MERAMU KAYU

Upacara meramu kayu tidak dapat dilakukan oleh sembarang orang, tetapi harus dipimpin oleh seorang pawang dengan dihadiri oleh orang-orang yang turut meramu, terdiri dari yang punya hajat atau beberapa orang calon pemilik kelong (meramu dengan sistem gotong royong) dan para anak buahnya (tenaga upahan). Jumlah orang yang turut meramu dapat berkisar antara 10 sampai 20 orang. Upacara meramu kayu ini biasanya dilakukan pada pagi hari, namun sehari sebelumnya telah dilakukan kegiatan mencari dan menetapkan lokasi hutan sebagai objek meramu. Pada kesempatan itu juga dipilihlah kayu pertama yang akan ditebang. Kayu yang akan dipilih haruslah memenuhi syarat sebagai berikut:

  1. Hendaklah memilih kayu yang batangnya relatif lurus
  2. Jenis kayu tersebut tidak tinggal sebatang saja.
  3. Tidak dililit akar
  4. Tidak dililit ular
  5. Tidak sedang berbunga atau berbuah
  6. Tidak ada cacatnya
  7. kayu tersebut tidak ditandai orang.

Jika lokasi telah ditentukan dan rombongan sampai ke lokasi yang dimaksud sambil memeriksa kembali pohon pertama yang akan ditebang, pawang segera mengambil posisi duduk dekat pangkal pohon tersebut. Calon pemilik kelong biasanya duduk tidak jauh dari pawang, sedangkan rombongan lainnya duduk menyebar di tempat sekitarnya. Prosesi upacara ini dimulai dengan penyampaian hajad kepada pawang yang intinya adalah mohon bantuan pawang untuk meneruskan hajadnya kepada penguasa kayu/hutan, bahwa mereka membutuhkan kayu untuk bahan rumah/kelongnya. Hajad ini sebenarnya sudah disampaikan sebelumnya pada pertemuan pertama, tetapi secara resmi disampaikan kembali sebelum upacara dimulai, karena penyampaian tersebut merupakan salah satu rangkaian upacara. Setelah hajad diterima oleh pawang, maka upacara segera dimulai, dengan membacakan mantra kayu.

.....

* [Soal Latihan]:
Silakan lanjutkan teks tentang upacara meramu kayu di atas, mulai setelah kalimat terakhirnya.

.....

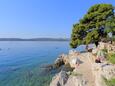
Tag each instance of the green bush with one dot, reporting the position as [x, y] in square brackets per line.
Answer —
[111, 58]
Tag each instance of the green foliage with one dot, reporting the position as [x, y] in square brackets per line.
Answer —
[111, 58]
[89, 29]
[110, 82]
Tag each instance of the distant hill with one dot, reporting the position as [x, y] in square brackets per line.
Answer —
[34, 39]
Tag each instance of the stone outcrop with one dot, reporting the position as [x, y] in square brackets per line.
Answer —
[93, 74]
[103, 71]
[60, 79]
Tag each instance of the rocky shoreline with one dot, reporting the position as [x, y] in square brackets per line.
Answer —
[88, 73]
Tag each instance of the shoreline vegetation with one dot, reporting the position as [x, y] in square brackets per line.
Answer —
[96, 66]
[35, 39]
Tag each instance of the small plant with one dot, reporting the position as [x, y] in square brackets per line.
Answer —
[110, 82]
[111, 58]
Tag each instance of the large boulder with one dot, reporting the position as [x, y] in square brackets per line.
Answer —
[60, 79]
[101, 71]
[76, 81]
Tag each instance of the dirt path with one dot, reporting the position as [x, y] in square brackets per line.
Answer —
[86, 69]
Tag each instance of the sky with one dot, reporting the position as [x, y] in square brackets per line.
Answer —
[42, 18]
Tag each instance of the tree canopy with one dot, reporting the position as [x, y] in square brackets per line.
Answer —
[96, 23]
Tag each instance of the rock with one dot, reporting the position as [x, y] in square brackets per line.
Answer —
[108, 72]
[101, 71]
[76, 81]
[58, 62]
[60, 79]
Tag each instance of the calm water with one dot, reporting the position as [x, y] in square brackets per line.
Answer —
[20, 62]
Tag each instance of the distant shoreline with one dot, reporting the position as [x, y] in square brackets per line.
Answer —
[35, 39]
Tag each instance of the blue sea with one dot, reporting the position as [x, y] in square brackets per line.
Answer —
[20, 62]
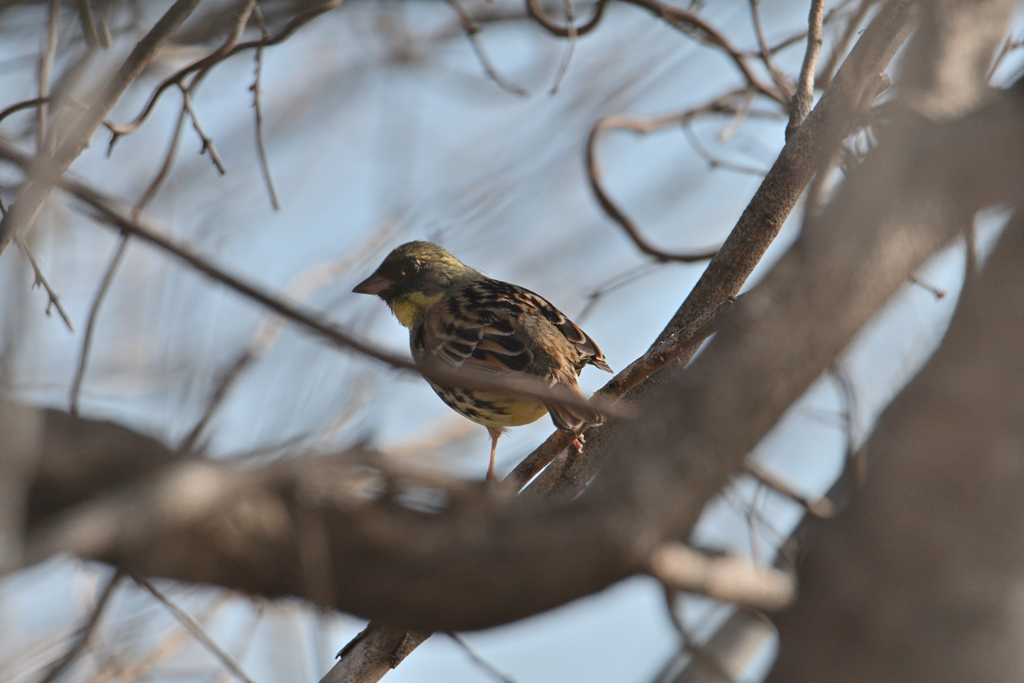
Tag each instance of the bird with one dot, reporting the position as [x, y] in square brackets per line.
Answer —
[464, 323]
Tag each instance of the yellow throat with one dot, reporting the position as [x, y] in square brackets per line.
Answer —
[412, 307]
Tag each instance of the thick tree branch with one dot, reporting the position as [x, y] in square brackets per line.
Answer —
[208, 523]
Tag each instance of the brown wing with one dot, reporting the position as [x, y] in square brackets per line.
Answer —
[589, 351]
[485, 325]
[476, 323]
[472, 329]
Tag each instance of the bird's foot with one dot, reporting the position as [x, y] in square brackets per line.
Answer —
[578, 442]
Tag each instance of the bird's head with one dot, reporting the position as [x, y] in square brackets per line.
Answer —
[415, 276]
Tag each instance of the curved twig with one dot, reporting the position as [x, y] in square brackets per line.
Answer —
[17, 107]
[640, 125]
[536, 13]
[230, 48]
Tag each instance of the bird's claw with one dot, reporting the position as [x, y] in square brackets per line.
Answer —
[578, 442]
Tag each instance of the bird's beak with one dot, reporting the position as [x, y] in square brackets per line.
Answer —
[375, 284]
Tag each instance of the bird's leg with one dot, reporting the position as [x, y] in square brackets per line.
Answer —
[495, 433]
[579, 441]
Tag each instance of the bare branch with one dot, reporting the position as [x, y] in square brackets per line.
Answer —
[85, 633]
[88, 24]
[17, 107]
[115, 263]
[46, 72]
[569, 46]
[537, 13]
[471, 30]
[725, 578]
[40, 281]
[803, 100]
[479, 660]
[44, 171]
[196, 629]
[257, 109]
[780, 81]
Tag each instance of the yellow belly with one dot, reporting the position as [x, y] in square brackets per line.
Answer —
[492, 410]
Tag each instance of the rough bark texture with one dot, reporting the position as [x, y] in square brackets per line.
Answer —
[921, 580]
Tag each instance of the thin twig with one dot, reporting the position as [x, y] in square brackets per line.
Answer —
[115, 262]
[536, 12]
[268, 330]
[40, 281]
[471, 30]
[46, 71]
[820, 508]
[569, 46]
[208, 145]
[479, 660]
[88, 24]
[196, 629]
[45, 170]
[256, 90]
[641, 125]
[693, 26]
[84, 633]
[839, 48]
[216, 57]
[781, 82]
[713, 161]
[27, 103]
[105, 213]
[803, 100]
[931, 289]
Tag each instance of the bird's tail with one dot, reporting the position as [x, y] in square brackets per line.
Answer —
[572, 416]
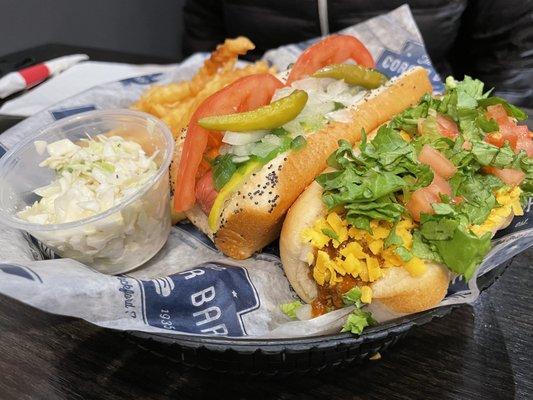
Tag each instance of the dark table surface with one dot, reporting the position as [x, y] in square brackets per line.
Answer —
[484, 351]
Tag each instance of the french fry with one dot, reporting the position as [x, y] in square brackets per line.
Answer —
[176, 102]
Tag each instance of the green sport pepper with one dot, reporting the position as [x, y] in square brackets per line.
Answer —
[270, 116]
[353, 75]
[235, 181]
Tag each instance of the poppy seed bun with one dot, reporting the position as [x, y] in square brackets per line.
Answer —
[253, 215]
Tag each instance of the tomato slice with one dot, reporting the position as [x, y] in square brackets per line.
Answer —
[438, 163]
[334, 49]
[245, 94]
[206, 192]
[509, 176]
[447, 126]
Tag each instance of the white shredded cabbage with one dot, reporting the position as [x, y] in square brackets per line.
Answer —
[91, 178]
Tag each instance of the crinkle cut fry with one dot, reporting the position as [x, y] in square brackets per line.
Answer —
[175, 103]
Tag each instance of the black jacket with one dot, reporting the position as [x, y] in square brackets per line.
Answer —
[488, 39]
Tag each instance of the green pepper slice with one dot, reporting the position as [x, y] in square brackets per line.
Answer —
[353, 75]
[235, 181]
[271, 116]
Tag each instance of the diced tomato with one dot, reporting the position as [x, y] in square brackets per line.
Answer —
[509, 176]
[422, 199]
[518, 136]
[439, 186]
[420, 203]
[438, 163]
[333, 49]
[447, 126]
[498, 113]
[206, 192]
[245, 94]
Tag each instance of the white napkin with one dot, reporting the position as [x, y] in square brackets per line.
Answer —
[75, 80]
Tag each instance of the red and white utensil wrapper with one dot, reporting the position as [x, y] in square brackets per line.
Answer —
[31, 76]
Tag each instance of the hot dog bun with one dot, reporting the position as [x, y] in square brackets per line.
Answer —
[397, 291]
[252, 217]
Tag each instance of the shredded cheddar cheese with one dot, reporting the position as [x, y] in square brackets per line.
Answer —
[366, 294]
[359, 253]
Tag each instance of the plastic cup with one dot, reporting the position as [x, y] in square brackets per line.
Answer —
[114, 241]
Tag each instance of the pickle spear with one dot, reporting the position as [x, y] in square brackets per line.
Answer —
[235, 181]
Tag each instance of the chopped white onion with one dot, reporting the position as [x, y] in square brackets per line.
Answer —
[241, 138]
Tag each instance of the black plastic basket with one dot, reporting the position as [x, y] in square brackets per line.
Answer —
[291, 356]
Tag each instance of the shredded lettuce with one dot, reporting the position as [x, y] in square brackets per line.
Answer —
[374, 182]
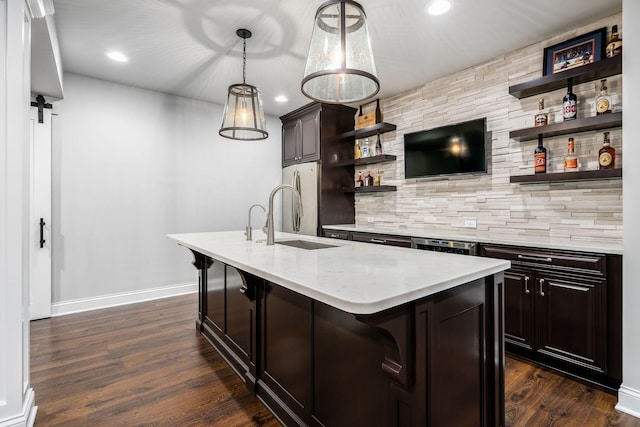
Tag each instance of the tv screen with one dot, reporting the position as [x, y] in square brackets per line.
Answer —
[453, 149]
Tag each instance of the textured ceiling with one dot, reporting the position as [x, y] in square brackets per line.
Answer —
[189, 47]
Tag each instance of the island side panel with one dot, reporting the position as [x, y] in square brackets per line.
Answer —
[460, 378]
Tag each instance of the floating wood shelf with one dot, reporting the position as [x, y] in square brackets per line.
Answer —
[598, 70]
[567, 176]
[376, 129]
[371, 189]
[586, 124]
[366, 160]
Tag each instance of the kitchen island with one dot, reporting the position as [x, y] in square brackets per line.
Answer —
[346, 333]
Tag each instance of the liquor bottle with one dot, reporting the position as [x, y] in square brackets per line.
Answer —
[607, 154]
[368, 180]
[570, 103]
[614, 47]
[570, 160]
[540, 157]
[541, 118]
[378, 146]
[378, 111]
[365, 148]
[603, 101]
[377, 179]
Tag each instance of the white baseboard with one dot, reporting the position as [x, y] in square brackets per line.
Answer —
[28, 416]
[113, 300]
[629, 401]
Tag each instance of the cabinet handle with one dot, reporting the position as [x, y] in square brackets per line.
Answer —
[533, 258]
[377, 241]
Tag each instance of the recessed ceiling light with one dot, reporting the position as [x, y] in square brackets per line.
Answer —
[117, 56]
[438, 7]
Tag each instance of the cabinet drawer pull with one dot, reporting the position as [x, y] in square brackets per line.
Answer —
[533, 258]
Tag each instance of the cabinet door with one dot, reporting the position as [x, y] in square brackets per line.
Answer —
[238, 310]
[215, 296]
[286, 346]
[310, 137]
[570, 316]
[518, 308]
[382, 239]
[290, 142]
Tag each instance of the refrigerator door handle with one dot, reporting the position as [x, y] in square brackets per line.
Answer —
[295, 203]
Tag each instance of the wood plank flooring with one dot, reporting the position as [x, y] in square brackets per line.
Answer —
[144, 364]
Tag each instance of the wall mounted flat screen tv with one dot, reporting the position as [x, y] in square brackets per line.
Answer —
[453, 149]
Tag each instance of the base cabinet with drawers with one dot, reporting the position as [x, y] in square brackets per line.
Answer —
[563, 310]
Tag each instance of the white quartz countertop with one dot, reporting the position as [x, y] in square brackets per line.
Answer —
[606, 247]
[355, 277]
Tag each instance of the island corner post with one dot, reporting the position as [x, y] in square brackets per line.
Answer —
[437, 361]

.....

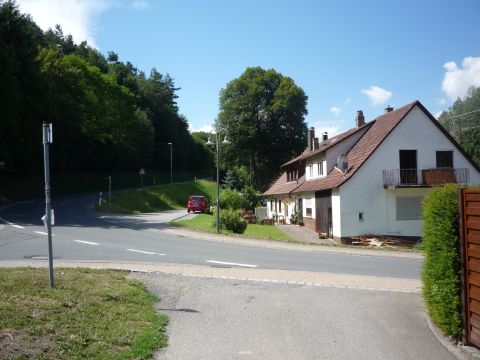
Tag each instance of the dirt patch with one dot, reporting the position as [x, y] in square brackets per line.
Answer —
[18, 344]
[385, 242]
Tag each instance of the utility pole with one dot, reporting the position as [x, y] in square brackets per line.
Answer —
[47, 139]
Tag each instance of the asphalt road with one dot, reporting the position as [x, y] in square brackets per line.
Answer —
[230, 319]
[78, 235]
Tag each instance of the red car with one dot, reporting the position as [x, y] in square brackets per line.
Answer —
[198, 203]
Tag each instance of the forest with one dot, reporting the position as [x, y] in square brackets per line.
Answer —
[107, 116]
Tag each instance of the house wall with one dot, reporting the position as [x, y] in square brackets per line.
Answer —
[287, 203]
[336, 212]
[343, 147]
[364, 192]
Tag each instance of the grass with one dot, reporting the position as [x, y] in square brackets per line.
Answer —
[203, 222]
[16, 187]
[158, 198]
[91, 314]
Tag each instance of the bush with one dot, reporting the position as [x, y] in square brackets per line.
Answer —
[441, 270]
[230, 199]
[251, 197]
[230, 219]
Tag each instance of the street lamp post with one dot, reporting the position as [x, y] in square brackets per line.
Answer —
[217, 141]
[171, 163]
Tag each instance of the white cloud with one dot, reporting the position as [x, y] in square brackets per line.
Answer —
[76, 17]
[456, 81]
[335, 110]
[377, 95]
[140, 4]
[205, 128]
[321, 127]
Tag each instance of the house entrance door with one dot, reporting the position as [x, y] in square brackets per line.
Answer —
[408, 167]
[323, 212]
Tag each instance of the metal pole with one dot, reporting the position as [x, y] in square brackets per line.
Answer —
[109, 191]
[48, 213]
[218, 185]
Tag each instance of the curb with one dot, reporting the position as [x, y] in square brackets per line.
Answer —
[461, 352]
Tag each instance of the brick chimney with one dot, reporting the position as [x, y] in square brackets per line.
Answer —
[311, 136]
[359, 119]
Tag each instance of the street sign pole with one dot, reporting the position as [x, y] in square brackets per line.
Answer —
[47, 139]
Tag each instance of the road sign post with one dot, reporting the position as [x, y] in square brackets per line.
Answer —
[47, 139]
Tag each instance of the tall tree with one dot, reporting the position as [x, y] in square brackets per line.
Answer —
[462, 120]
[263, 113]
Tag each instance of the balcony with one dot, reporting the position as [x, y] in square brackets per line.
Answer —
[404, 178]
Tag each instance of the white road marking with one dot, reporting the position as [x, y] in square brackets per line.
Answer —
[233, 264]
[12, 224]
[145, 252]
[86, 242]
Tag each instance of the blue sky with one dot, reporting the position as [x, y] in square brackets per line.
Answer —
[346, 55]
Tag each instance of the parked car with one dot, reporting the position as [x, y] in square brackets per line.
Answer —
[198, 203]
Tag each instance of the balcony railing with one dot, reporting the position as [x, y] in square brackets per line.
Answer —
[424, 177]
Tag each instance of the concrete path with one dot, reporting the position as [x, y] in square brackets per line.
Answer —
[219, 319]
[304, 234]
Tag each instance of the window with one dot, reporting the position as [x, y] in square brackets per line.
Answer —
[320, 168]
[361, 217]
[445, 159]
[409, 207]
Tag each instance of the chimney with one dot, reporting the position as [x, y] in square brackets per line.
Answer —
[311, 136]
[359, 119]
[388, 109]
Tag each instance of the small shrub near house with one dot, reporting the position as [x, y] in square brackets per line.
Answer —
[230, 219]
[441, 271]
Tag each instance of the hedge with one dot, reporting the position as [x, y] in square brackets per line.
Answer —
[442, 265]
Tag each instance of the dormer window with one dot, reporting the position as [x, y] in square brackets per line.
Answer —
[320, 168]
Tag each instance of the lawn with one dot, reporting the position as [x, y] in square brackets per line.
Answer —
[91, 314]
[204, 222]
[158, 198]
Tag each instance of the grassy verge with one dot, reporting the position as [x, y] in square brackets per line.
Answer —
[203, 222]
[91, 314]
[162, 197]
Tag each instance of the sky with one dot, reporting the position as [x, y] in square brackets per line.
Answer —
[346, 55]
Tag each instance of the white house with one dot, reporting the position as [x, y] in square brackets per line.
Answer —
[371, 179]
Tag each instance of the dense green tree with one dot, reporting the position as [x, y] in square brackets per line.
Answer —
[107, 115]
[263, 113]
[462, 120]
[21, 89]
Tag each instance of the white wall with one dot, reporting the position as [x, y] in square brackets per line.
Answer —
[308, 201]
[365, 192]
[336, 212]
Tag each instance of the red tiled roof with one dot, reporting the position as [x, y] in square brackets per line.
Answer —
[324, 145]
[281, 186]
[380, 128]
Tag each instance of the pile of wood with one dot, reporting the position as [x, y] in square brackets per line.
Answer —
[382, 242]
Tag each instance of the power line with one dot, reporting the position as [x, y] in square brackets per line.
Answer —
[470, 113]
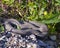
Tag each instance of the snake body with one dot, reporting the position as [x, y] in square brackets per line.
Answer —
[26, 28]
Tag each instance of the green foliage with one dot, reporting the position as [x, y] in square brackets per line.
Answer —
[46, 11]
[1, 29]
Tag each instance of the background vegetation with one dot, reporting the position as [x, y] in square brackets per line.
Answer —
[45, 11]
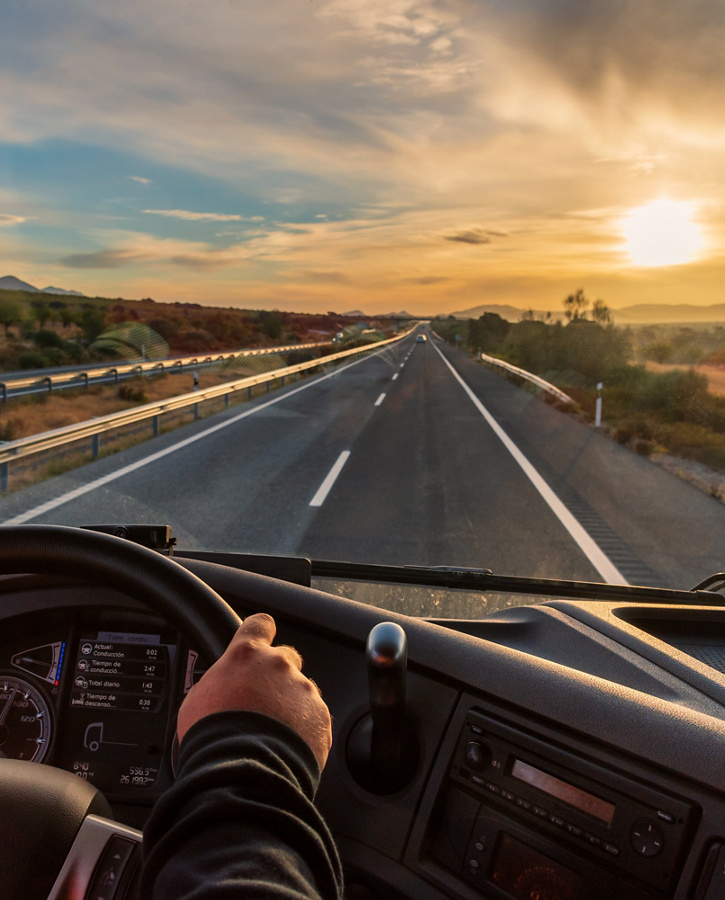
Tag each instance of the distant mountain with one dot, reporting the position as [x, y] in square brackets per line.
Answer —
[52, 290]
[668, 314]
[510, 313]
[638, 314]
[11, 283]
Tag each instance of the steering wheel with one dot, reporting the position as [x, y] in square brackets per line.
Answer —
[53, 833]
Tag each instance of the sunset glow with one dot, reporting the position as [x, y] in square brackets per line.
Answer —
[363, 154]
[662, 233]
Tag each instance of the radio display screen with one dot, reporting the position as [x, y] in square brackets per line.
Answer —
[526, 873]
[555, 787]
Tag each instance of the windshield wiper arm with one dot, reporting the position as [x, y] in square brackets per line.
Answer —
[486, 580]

.....

* [Pembahasan Soal]:
Adapun isi mantra kayu tersebut adalah sebagai berikut: “Assalamualaikum ye Nabi Ilyas kami minta ini kayu untuk buat (rumah/kelong) untuk mencari rejeki seade-adenye”. Pembacaan mantra ini diulang sebanyak tiga kali, diikuti pula tiga kali penetakan (ayunan kapak ke kayu). Setelah itu penetakan oleh pawang sampai pohon tersebut tumbang. Pekerjaan meramu kayu lainnya baru boleh dimulai setelah pawang menumbangkan kayu pertama yang akan di tebangnya.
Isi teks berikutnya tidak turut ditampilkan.